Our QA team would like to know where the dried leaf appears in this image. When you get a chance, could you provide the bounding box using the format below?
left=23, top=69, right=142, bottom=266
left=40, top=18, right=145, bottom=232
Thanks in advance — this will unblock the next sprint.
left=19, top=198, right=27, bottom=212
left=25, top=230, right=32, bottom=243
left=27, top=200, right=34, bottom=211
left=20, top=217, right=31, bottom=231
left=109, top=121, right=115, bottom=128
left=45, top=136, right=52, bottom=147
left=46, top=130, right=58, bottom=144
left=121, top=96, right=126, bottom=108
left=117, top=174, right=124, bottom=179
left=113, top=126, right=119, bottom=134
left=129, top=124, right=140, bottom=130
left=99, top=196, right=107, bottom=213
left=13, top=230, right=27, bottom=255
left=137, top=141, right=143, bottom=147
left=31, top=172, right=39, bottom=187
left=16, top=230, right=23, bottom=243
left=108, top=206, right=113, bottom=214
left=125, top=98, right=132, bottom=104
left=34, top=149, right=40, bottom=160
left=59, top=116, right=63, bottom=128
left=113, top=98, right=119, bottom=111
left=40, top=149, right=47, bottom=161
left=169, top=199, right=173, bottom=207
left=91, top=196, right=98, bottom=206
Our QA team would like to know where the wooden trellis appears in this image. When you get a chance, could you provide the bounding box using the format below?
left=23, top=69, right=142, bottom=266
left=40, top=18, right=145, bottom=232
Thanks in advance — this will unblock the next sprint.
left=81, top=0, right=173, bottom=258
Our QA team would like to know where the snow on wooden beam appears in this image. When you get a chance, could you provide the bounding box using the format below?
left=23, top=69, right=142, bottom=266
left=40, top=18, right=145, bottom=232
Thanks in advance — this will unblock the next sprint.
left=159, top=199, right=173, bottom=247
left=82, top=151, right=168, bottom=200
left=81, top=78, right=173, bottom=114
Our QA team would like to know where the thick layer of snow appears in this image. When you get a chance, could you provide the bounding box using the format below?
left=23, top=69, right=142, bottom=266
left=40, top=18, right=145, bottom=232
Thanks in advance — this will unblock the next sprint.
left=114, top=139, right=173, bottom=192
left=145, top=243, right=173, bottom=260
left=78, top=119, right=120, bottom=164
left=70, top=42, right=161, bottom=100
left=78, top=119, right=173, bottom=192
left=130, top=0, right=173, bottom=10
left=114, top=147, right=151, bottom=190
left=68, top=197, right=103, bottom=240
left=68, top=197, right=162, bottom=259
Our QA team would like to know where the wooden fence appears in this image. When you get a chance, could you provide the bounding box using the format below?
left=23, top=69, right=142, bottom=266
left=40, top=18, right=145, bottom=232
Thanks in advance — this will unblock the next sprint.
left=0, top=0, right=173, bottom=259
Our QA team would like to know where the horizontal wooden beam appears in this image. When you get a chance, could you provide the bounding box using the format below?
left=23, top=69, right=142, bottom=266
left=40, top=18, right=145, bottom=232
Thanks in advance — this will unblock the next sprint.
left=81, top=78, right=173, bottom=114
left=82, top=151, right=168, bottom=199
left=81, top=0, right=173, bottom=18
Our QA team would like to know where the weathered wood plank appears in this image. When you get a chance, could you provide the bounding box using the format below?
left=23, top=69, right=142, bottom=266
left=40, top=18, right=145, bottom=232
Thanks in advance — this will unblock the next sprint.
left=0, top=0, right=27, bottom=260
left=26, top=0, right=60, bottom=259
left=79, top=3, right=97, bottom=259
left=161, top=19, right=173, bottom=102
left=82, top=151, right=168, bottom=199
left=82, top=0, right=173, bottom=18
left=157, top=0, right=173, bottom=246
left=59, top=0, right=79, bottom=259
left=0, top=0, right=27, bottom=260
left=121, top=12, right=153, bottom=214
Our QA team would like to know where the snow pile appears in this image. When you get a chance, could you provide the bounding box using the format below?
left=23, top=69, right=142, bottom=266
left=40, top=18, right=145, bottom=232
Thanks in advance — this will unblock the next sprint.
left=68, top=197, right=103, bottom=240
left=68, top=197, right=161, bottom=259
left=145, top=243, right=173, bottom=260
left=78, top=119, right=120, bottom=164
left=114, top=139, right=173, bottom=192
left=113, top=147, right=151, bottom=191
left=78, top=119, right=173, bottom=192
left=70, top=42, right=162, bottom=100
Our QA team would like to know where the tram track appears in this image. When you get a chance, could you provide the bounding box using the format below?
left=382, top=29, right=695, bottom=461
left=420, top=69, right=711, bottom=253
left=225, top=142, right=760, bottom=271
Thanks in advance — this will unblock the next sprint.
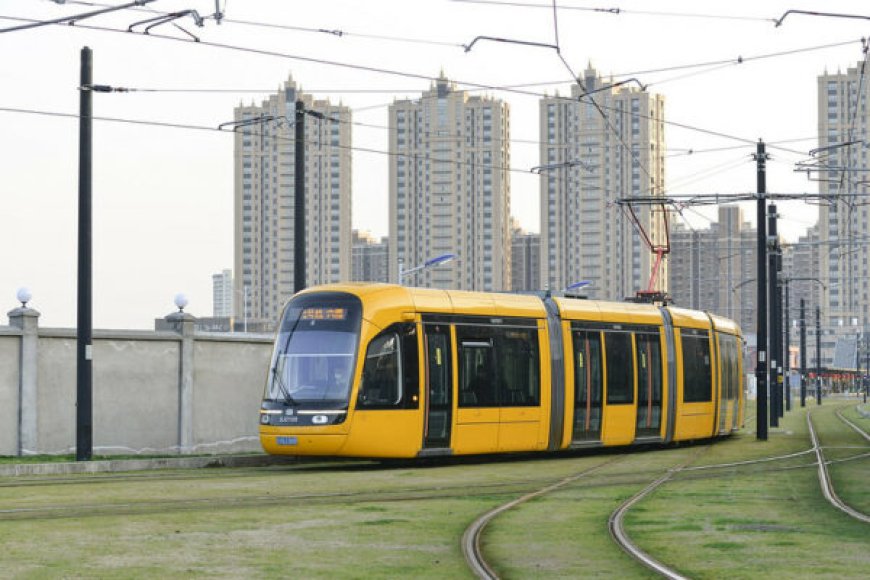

---------------

▶ [CHALLENGE]: Return everything from the start of the items down to the line that contains "left=59, top=116, right=63, bottom=128", with both ends included, copied exactly.

▶ [RESULT OF THIS EXERCISE]:
Our QA team would like to know where the dried leaf appears in this image. When you get a chance, could you provide the bounding box using the format below?
left=23, top=69, right=142, bottom=266
left=40, top=18, right=145, bottom=232
Thanks in advance — this will unblock the next sprint.
left=19, top=198, right=27, bottom=212
left=25, top=230, right=32, bottom=243
left=27, top=200, right=34, bottom=211
left=20, top=217, right=31, bottom=231
left=109, top=121, right=115, bottom=128
left=45, top=136, right=52, bottom=147
left=46, top=130, right=58, bottom=144
left=121, top=96, right=126, bottom=108
left=117, top=174, right=124, bottom=179
left=113, top=126, right=119, bottom=134
left=129, top=124, right=140, bottom=130
left=99, top=196, right=107, bottom=213
left=13, top=230, right=27, bottom=255
left=137, top=141, right=143, bottom=147
left=31, top=172, right=39, bottom=187
left=16, top=230, right=23, bottom=243
left=108, top=206, right=113, bottom=214
left=125, top=98, right=132, bottom=104
left=34, top=149, right=40, bottom=160
left=59, top=116, right=63, bottom=128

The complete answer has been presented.